EXERCICE PROPOSÉ – Selon l'extrait sur l'enseignement de la langue native dans les diasporas, où les enfants espagnols et portugais peuvent-ils suivre plusieurs heures d'enseignement linguistique gratuit ?

EXTRAIT DU DOCUMENT –

* * * *

Mais l’organisation comble un vide laissé par l’Allemagne, qui n’a
pas mené au Royaume-Uni de politique rigoureuse pour assurer le
rayonnement de la langue allemande et enseigner l’allemand aux expatriés.
42. A l’inverse, au Royaume-Uni, les pays dont l’histoire a été
marquée par l’émigration sont plus enclins à investir dans l’enseignement
de la langue, car ils tablent sur le retour de leurs expatriés.
Les enfants espagnols et portugais, par exemple, peuvent suivre
plusieurs heures d’enseignement linguistique gratuit dans de nombreuses
écoles londoniennes, grâce à des accords de coopération entre les
institutions et les organisations de diasporas.
43. J’estime que l’enseignement de la langue native assuré par
des organisations de diasporas pourrait se dérouler de manière plus
institutionnalisée dans le cadre du système d’enseignement national.
Si la promotion du bilinguisme et du plurilinguisme est un objectif
partagé, la mise en œuvre ne peut pas incomber aux seules organisations
de diasporas et requiert la participation active des institutions
de l’Etat. Des partenariats plus forts devraient être noués entre
les institutions du pays de résidence (gouvernement, administration
scolaire), les ambassades et d’autres institutions du pays d’origine
(centres culturels ou linguistiques) et les organisations de diasporas,
afin de financer les enseignants, le matériel pédagogique et les
locaux adéquats indispensables pour enseigner la langue et d’intégrer
cet enseignement dans le système éducatif national (établissements
primaires, secondaires), en y associant des enfants de la population
locale/des ressortissants nationaux. Cette étape est essentielle
pour parvenir à construire des sociétés plurilingues en Europe.
44. Il conviendrait de mieux soutenir l’enseignement de la langue
native et de le considérer comme une ressource non seulement pour
la diaspora mais pour l’Europe toute entière, car c’est un outil
extraordinaire pour instaurer des conditions plus propices à la
compréhension mutuelle et au vivre ensemble. Une politique linguistique
européenne cohérente en matière de promotion et de soutien des langues
des communautés, d’accès aux qualifications linguistiques appropriées
et de reconnaissance officielle des compétences linguistiques (examens)
pourrait être liée au Cadre européen commun de référence pour les
langues.
45. Le bilinguisme est un moyen de surmonter la présomption d’un
choix à faire entre identification avec la culture du pays de résidence
et préservation de la culture du pays d’origine. Bien au contraire,
en encourageant activement le bilinguisme, voire le plurilinguisme,
les gouvernements peuvent aider les deuxième et troisième générations
à construire des appartenances multiples.

* * * *

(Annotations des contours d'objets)
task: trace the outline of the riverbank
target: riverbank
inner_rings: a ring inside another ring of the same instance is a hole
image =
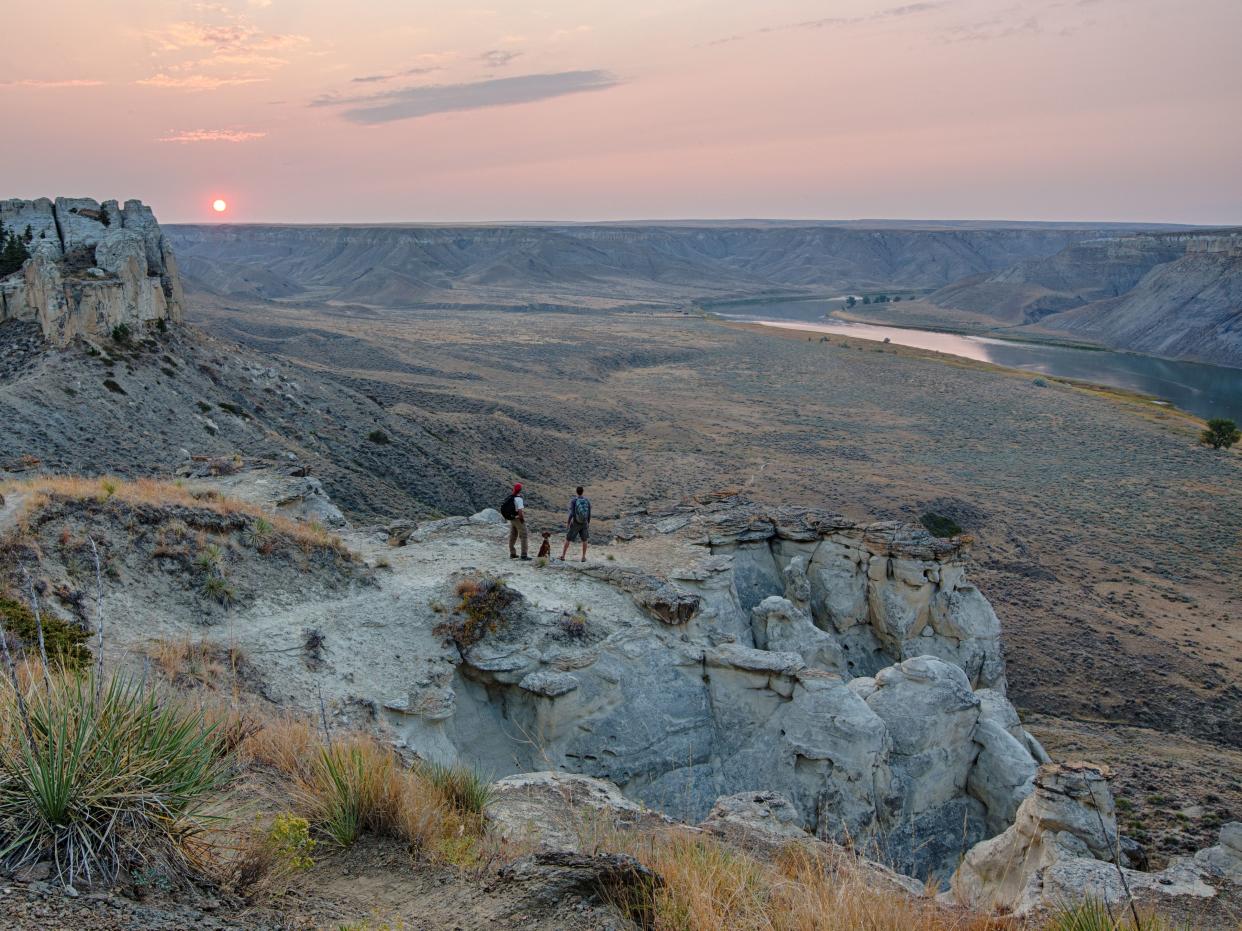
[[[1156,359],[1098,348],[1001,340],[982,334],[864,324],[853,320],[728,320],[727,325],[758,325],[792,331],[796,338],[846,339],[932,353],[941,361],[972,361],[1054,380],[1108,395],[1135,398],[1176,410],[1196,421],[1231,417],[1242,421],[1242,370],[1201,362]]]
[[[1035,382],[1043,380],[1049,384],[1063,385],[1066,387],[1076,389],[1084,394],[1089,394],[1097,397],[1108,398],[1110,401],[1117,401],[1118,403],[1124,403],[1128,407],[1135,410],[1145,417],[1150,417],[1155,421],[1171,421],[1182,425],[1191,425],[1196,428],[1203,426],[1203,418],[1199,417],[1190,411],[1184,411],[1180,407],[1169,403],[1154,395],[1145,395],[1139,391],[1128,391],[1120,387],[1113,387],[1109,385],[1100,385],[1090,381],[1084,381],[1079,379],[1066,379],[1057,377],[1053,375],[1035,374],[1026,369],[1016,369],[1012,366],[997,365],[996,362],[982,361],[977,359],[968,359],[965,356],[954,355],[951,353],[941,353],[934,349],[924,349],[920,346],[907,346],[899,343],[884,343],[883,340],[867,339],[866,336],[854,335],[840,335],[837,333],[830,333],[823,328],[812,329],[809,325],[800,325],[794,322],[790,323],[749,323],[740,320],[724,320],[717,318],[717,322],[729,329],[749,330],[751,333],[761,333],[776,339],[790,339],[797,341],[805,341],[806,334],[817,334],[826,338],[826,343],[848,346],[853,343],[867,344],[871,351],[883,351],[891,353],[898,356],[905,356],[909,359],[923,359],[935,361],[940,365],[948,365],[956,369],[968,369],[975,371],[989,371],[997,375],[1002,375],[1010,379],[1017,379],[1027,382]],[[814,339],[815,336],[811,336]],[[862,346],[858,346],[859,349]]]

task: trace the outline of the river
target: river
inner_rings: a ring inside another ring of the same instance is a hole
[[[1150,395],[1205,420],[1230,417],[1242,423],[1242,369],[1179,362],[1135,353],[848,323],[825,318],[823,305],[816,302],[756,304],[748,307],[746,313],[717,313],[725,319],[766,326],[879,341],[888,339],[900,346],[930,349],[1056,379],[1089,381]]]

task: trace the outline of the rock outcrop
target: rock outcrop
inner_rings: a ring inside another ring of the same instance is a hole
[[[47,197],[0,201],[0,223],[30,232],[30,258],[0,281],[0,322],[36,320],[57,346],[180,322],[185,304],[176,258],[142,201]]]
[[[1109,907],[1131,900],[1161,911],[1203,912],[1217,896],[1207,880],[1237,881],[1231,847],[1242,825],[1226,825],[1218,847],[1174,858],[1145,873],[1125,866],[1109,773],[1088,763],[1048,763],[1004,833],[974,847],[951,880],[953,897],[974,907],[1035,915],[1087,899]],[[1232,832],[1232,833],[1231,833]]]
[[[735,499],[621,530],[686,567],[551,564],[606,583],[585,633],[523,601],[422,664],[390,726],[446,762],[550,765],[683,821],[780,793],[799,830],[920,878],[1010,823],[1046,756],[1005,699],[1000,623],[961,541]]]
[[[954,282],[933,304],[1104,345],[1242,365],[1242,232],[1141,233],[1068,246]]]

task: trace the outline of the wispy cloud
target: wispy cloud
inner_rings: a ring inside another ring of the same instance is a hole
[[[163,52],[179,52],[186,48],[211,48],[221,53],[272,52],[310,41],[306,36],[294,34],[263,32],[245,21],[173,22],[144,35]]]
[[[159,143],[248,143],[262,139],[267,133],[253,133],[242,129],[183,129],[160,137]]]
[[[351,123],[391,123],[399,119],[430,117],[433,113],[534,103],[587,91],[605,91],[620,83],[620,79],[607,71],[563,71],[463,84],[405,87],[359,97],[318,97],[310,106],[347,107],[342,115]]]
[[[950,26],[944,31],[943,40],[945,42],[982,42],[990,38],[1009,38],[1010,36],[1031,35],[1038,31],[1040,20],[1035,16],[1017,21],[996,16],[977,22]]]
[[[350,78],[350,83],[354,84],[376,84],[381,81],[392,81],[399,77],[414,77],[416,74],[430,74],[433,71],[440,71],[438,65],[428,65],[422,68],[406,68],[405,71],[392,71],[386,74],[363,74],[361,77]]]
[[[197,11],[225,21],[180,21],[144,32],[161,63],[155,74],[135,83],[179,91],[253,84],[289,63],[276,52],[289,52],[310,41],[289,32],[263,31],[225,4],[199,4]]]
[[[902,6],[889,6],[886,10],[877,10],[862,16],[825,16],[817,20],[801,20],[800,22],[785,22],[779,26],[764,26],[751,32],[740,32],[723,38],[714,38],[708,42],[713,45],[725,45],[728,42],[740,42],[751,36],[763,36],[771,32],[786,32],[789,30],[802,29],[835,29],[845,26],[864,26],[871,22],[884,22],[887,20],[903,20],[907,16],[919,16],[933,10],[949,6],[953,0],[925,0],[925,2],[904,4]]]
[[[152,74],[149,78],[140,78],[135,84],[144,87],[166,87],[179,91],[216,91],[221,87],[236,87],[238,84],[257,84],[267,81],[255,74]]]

* * * *

EXERCICE CORRIGÉ – Dans de nombreuses écoles londoniennes, grâce à des accords de coopération entre les institutions et les organisations de diasporas.